- OBJECTIVE: Output all records precisely as written.

[Stored records]
Begin

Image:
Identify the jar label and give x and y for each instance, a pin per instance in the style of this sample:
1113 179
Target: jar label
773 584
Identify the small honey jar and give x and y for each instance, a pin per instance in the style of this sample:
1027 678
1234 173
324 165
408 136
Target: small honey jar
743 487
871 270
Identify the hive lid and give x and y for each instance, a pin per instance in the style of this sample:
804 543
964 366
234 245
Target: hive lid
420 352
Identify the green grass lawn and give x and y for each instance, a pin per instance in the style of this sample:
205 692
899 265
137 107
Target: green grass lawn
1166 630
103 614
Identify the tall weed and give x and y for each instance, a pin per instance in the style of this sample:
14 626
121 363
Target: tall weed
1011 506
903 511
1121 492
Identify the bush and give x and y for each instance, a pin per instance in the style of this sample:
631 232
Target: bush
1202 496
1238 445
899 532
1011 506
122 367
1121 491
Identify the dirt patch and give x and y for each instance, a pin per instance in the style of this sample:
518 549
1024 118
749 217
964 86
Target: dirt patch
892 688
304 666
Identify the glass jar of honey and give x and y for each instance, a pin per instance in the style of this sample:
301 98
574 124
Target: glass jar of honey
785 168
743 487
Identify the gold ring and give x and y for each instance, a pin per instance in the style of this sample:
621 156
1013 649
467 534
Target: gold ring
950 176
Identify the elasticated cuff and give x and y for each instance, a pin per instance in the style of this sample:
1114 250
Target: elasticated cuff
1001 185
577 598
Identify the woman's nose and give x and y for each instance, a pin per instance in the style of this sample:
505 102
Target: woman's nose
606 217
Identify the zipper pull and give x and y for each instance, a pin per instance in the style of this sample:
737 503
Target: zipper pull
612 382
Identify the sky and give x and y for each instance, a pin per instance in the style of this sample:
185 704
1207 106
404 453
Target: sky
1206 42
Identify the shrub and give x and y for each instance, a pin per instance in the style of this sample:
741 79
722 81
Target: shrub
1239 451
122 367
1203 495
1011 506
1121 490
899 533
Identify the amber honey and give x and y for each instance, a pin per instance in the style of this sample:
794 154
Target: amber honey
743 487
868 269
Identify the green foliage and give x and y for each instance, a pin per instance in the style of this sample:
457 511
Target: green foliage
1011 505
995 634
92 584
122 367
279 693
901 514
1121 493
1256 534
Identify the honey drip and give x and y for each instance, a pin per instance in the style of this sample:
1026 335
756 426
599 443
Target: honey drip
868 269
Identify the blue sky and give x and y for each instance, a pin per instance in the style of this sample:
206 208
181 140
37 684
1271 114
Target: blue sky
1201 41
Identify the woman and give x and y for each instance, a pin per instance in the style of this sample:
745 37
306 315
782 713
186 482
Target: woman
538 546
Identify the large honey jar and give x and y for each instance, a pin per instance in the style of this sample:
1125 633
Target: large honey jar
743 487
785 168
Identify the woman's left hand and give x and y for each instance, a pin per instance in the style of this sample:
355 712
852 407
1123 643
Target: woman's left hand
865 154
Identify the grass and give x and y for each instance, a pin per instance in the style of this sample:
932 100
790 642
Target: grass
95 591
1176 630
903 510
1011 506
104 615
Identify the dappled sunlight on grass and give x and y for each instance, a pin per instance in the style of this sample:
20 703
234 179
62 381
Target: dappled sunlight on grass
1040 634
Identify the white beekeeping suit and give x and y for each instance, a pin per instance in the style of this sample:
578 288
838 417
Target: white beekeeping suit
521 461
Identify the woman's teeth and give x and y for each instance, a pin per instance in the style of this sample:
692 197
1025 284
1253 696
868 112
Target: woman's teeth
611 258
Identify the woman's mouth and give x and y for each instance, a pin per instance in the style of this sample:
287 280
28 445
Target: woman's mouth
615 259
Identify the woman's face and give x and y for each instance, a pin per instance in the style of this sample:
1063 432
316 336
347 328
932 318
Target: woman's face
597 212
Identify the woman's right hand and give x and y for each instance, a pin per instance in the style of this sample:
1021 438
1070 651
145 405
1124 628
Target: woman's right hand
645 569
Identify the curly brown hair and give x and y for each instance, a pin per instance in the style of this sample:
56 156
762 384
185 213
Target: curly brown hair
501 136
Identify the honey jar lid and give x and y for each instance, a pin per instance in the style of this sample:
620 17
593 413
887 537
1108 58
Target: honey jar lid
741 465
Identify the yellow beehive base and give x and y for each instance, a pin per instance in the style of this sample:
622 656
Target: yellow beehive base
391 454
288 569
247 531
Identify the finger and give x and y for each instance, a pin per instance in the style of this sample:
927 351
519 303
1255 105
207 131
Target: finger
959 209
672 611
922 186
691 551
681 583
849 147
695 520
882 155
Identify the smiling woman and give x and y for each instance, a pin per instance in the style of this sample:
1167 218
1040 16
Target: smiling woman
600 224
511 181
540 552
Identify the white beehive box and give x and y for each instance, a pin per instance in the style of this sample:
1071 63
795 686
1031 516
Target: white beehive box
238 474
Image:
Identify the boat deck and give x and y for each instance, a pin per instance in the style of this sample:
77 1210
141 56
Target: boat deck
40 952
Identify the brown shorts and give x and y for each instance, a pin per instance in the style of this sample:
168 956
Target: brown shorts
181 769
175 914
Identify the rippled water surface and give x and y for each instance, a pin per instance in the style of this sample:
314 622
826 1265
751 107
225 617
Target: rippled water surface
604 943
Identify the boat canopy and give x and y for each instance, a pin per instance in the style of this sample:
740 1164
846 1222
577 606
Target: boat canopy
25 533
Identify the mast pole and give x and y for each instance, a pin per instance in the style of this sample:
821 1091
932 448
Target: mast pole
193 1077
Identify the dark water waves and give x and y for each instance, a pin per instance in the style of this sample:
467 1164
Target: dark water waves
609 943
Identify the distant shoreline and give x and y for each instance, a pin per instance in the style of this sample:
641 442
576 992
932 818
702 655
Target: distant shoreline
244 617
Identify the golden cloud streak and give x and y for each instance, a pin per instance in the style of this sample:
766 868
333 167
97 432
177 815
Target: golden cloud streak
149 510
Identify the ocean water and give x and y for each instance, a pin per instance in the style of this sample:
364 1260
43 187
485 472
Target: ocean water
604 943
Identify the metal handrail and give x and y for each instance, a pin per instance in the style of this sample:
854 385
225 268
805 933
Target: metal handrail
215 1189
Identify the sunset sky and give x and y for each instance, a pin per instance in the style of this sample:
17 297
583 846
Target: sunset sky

End

- THE RESULT:
Image:
Identify the jar label and give x and y for each instance, a pin per instance in the style of this sample:
1113 179
Target: jar label
773 584
Identify the small honey jar and give x and y for each instance, a pin per instance in the style of this sample:
1027 678
1234 173
324 165
408 136
Target: small honey jar
743 487
871 270
Identify the hive lid and give x and y for each instance, a pin per instance in the style of this sample:
804 543
964 366
234 245
Target: hive lid
420 352
Identify the green grass lawn and give x and y for each instance, a pin per instance in the style of this sample:
205 692
899 265
137 107
Target: green grass lawn
1166 630
103 614
Identify the tall weed and give x and y for each instance, a pin per instance in the style of this sample:
14 626
121 363
Target: tall weed
1011 506
903 511
1121 492
Identify the bush and give x and y for each instance, a pin per instance in the style of this sample:
631 232
Target: bush
1202 496
1238 445
899 532
1011 506
122 367
1121 491
Identify the dirt patch and give x and y for each instance, a pin per instance in the style of this sample:
518 549
1024 118
749 217
964 86
Target: dirt patch
892 688
304 666
Identify the glass jar of honey and give x and y for each instance, a pin per instance in the style of this sample:
301 98
574 124
Target: glass jar of honey
785 168
743 487
Identify the gold ring and give x and y for each instance, a pin per instance in the style of this sample:
621 156
1013 649
467 534
Target: gold ring
950 176
Identify the elasticated cuff and give x and y for each instance, a pin per instance in the style of this sample:
1114 250
Target: elasticated cuff
1001 185
577 598
Identify the woman's nose and give x and y for each instance, a pin per instance in the style of this sample:
505 102
Target: woman's nose
606 217
Identify the zipper pull and give x and y for each instance, a pin per instance in the style of this sample:
737 503
Target: zipper pull
612 382
Identify the sky and give x and y for each instance, a pin per instance in the style of this sample:
185 704
1207 106
404 453
Target: sky
1206 42
Identify the shrub and give x and y for each instance, a pin per instance in the style of this sample:
741 79
722 81
Target: shrub
1239 451
122 367
1203 495
1011 506
1121 490
899 533
Identify the amber honey and give x and y for each instance, a pin per instance in the style of this sample:
794 154
Target: amber honey
743 487
868 269
Identify the green foliage and give x and y for each instance, a pin per instance in the style of this sample:
457 511
Target: green foliage
1011 505
995 634
92 584
122 367
279 693
901 514
1121 493
1256 534
Identify the honey drip and give x and y for each instance, a pin per instance in the style of this sample:
1026 335
756 426
599 443
Target: honey drip
868 269
Identify the blue sky and give x and y for each instance, a pin per instance in the style of this sample:
206 208
181 140
37 684
1271 114
Target: blue sky
1201 41
Identify the woman and give x and y for each instance, a pin per instance in the style of this sample:
745 37
306 315
782 713
186 482
Target: woman
538 546
Identify the large honey jar and give x and y for each instance, a pin per instance in the style of this sample:
1125 633
Target: large honey jar
743 487
785 168
Identify the woman's left hand and give x and y for each instance, a pin per instance in the style of this sample:
355 712
852 407
1123 643
Target: woman's left hand
865 154
Identify the grass and give x and y for each instance, a pin per instance in the style of this sample:
932 100
790 642
Target: grass
95 591
1176 630
903 510
1011 506
104 615
Identify the dappled sunlight on grass and give x and y for each instance, a pin per instance in the style of this sample:
20 703
234 179
62 381
Target: dappled sunlight on grass
1040 634
Identify the white beekeeping suit and give x and y for each instance, a pin per instance in the style of this sample:
578 288
838 417
Target: white beekeeping suit
521 461
Identify the woman's teeth and give x and y for each instance, a pin per instance in the style of this sample:
692 197
1025 284
1253 696
868 112
Target: woman's teeth
611 258
Identify the woman's mouth and give x and y for each instance, a pin per instance in the style of this sample:
287 280
28 445
Target: woman's mouth
615 259
Identify the woman's face and give x and y for each instance, a pin per instance in the style of this sample:
1063 432
316 336
347 328
932 318
Target: woman's face
597 212
Identify the woman's right hand and give x and y for each instance, a pin per instance in the style of this sample:
1021 438
1070 651
145 405
1124 628
Target: woman's right hand
645 569
Identify the curly brown hair and give x and y for each instance, a pin per instance in the style of this sample:
56 156
762 384
185 213
Target: curly brown hair
501 136
Identify the honey jar lid and give x and y for each instance, a pin per instance in the style of this sample:
620 17
593 413
887 537
1108 58
Target: honey jar lid
741 465
Identify the yellow beehive base and give x and y for each instance, a pin per instance in the style of this sample:
622 656
Target: yellow beehive base
391 454
288 569
247 531
Identify the finger and give x and y for each instance, a pin per instance in the style of this sample:
927 351
519 303
1255 105
207 131
Target: finger
959 209
672 611
922 186
691 551
681 583
849 147
695 520
882 155
Identify the smiling woman and give x and y for each instance, a pin per instance in the style of this sample:
1167 218
1040 16
Target: smiling woman
600 224
511 181
540 552
Identify the white beehive box and give x and y for each instance, a pin per instance in the style of this sample:
1071 63
795 686
1031 516
Target: white beehive box
238 474
Image:
Identify the boat deck and give x and y for each instance, a pin per instance in the style of this sample:
77 1210
141 56
Target: boat deck
40 952
Identify the brown shorts and give x and y for each instance, a pin per instance in the style of this sample:
168 956
Target: brown shorts
181 769
175 914
Identify the rippled water surface and give x and y for each instance, a pin per instance in the style of this sample:
314 622
826 1265
751 107
225 617
Target: rippled water surface
604 943
Identify the boat canopy and give x and y for each instance, a pin per instance in the style of this sample:
740 1164
846 1222
577 606
Target: boat canopy
25 533
Identify the mast pole and give x and y for each instance, a pin per instance in the style of this sample:
821 1091
932 448
Target: mast pole
193 1077
Identify the dark water waves and give x and y for each instance, a pin per instance in the style of this sample:
467 1164
Target: dark water waves
609 943
Identify the distant shoreline and give x and y for each instance, a pin per instance in the style of this sample:
641 442
576 992
932 818
702 655
Target: distant shoreline
244 617
Identify the golden cloud streak and give x and y for each instance, a pin per instance in the style of this sample:
766 868
333 167
97 432
177 815
Target: golden cloud streak
149 510
Identify the ocean water and give x and y for each instance, a pin per instance in the style of this sample:
364 1260
43 187
485 472
Target: ocean water
604 943
Identify the metal handrail and give x and y for each instance, a pin per instance in the style of this sample:
854 385
225 268
805 933
Target: metal handrail
215 1189
Identify the sunset sky and give x and y for each instance, a pin per instance in the style of this sample:
17 297
583 846
Target: sunset sky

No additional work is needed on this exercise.